WORKING DATA:

┏━━

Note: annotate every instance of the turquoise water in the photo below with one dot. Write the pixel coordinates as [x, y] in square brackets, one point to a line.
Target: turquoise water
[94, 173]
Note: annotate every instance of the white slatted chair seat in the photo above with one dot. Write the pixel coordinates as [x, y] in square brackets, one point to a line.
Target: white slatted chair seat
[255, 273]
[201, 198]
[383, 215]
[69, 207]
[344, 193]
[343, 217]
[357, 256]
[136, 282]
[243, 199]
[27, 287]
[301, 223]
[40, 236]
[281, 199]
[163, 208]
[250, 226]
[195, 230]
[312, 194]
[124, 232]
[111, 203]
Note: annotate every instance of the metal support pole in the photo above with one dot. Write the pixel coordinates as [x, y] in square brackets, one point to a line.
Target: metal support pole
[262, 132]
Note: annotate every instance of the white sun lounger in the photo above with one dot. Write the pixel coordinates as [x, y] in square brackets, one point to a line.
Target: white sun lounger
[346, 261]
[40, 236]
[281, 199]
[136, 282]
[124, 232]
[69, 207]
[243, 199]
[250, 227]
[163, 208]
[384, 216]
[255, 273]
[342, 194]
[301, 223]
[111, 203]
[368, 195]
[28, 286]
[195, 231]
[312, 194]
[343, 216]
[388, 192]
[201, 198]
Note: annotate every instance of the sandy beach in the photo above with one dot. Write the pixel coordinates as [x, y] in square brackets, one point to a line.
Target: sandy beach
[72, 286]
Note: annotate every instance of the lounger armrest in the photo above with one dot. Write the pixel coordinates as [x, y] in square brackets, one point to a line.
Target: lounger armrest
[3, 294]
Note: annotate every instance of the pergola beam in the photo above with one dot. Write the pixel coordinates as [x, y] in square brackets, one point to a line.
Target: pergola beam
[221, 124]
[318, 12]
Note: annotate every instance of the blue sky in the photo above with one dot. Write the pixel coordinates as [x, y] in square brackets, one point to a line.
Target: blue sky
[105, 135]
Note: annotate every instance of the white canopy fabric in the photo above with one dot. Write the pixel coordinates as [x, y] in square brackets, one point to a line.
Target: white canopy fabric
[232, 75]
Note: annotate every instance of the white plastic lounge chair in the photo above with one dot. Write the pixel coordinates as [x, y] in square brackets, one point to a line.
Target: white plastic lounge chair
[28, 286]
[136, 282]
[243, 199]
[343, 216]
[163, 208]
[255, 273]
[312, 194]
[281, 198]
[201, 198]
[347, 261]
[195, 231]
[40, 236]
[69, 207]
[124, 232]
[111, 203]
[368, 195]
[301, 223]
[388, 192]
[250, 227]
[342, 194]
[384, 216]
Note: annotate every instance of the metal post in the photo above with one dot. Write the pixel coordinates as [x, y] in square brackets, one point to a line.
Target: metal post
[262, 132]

┗━━

THE TASK: Using the material above, print every entry exactly as written.

ANSWER SPACE:
Note: annotate every instance of the turquoise water in the photo below with one dot. Write the pixel coordinates as [x, y] in square brackets, one point to a line.
Target: turquoise water
[94, 173]
Note: annotate every instance of the white slatted chair seat in the photo above with one dot. Write the pixel coordinates as [x, y] in square brackets, one point to a line.
Target: white slatted chair seat
[255, 273]
[201, 198]
[383, 215]
[69, 207]
[344, 193]
[343, 217]
[357, 256]
[136, 282]
[243, 199]
[27, 287]
[301, 223]
[40, 236]
[281, 199]
[163, 208]
[250, 226]
[195, 230]
[312, 194]
[124, 232]
[111, 203]
Note: annotate every instance of the metal support pole in the photo above with one dot. Write the pixel coordinates as [x, y] in square brackets, one point to a line.
Target: metal support pole
[262, 132]
Note: annotate every instance of the white sun lounger in the photo above with one dot. Write the pixel coordinates as [x, y] in square brackets, one point to a line.
Target: white sun lounger
[346, 261]
[40, 236]
[281, 199]
[136, 282]
[124, 232]
[69, 207]
[243, 199]
[250, 227]
[163, 208]
[384, 216]
[255, 273]
[342, 194]
[301, 223]
[111, 203]
[368, 195]
[28, 286]
[195, 231]
[312, 194]
[343, 216]
[388, 192]
[201, 198]
Note: annotate every instance of the sandy beach in the photo above with one dot. Write the pixel coordinates as [x, y] in square brackets, one point to a line.
Target: sandy beach
[72, 286]
Note: annotate every instance of the lounger armrest in the photo above with one dot. Write the pixel coordinates as [x, y] in square brackets, one point to a line.
Target: lounger armrest
[3, 294]
Note: annotate every instance of the pergola beam in the photo above with one dot. Write the pixel coordinates as [x, y] in square brackets, one point to a line.
Target: pergola beam
[221, 124]
[318, 12]
Note: annotate every instance of the blue sky in the photo above with one dot. Write the pixel coordinates as [x, y] in square brackets, one point to a line.
Target: blue sky
[105, 135]
Note: annotate every instance of the white canopy fabric in the photo above with one dot. Write the pixel coordinates as [x, y] in square brackets, one point to a line.
Target: white canopy fabric
[232, 75]
Note: annotate every instance of the white plastic lounge chair in the photo above with one dot. Write the pixel coordinates as [x, y] in square brackets, one point to a line.
Target: white plastic lounge chair
[28, 286]
[136, 282]
[243, 199]
[343, 216]
[163, 208]
[255, 273]
[312, 194]
[281, 198]
[201, 198]
[347, 261]
[195, 231]
[40, 236]
[69, 207]
[124, 232]
[111, 203]
[368, 195]
[301, 223]
[388, 192]
[250, 227]
[342, 194]
[384, 216]
Note: annotate every instance of the metal post in the photo above with one dot. Write the pixel coordinates as [x, y] in square brackets, one point to a line.
Target: metal post
[262, 132]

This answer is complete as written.